> 読む文章
☆ ☆ ☆ ☆

中国拳法、武術、格闘技など、徒然気ままに…

太極拳ってど〜よ!?

徒然エッセイ

太極拳事情

投稿日:2009年6月1日

予定としては、2009年03月20日の記事『隣の芝生』の続きをアップしようと準備中なのだけど、ちょっとその前に…。

このところ筋肉の話や“脱力”の話が続いたが、つまるところ太極拳でどう戦えばいいのかが問題だ。
筋肉と脱力の関係については、最近は武術系雑誌でも、
「筋肉を鍛えると脱力ができないというのは迷信である」
という方向になってきているようだ。
確か『秘伝』だったと思うが、1~2年前の“筋肉を鍛えよう”というような特集の号で、そのようなことが書かれてあった。
まぁ、雑誌等で今までどういうスタンスだったのかはよく知らないが、中国武術や古武術の一部で、
「筋肉は邪魔になる」
という考えがあったのは確かだろう。
(ちなみに、『秘伝』は毎号買っているわけではない。他の武道雑誌や季刊のように出る中国武術雑誌なども含めて、本屋で手に取って、気が向いたら買うといった感じだ)

で、とりあえずここでは太極拳に話を絞るが、太極拳をやっている人たちの多くが何故、筋肉を否定し、脱力に拘るのか、大きな理由としては2つだと思う。
1つは、太極拳で理想とする、例えば“暖簾に腕押し”のようにいなして相手の自滅を誘うような戦い方には、筋力が必要ないと考えられていること。
もう1つは、体内での力の伝達には、一定以上の筋肉があると邪魔になると考えられていること、だろう。。
そして、そのために、力をとことん抜くことばかりを模索し、型(套路)や站椿で自己との対話をひたすら繰り返す。。

☆ ☆ ☆ ☆

> 課題 A
太極拳のエッセイのうち、「まぁ、雑誌等で今までどういう」から「えられていること、だろう。。」までの部分を一字一句たがえずに書き写すこと。
> 課題 B
太極拳のエッセイにある次の一文を英語に訳すこと。「このところ筋肉の話や“脱力”の話が続いたが、つまるところ太極拳でどう戦えばいいのかが問題だ。」

☆ ☆ ☆ ☆

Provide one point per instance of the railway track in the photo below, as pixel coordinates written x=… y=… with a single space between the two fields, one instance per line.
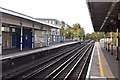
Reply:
x=61 y=66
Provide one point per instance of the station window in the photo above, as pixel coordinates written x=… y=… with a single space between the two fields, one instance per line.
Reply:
x=13 y=29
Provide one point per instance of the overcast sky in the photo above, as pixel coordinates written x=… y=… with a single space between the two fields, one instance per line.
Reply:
x=70 y=11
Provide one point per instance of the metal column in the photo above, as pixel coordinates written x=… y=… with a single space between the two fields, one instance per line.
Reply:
x=117 y=52
x=0 y=33
x=21 y=38
x=33 y=34
x=112 y=43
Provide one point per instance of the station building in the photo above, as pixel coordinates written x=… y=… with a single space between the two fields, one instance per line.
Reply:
x=21 y=31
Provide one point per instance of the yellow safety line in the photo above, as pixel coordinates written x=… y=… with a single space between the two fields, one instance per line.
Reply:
x=100 y=64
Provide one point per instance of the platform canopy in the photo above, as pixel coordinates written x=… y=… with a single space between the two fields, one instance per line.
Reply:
x=104 y=15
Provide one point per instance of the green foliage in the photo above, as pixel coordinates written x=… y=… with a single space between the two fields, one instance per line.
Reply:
x=95 y=35
x=62 y=30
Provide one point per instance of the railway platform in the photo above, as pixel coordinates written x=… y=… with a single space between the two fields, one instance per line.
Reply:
x=13 y=53
x=103 y=65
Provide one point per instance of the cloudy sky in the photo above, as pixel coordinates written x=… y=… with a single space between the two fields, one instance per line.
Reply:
x=70 y=11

☆ ☆ ☆ ☆

> 解答 A
まぁ、雑誌等で今までどういうスタンスだったのかはよく知らないが、中国武術や古武術の一部で、
「筋肉は邪魔になる」
という考えがあったのは確かだろう。
(ちなみに、『秘伝』は毎号買っているわけではない。他の武道雑誌や季刊のように出る中国武術雑誌なども含めて、本屋で手に取って、気が向いたら買うといった感じだ)

で、とりあえずここでは太極拳に話を絞るが、太極拳をやっている人たちの多くが何故、筋肉を否定し、脱力に拘るのか、大きな理由としては2つだと思う。
1つは、太極拳で理想とする、例えば“暖簾に腕押し”のようにいなして相手の自滅を誘うような戦い方には、筋力が必要ないと考えられていること。
もう1つは、体内での力の伝達には、一定以上の筋肉があると邪魔になると考えられていること、だろう。。

> 解答 B
Lately there has been a run of talk about muscles and about "relaxation," but in the end the question is how one should fight with taijiquan.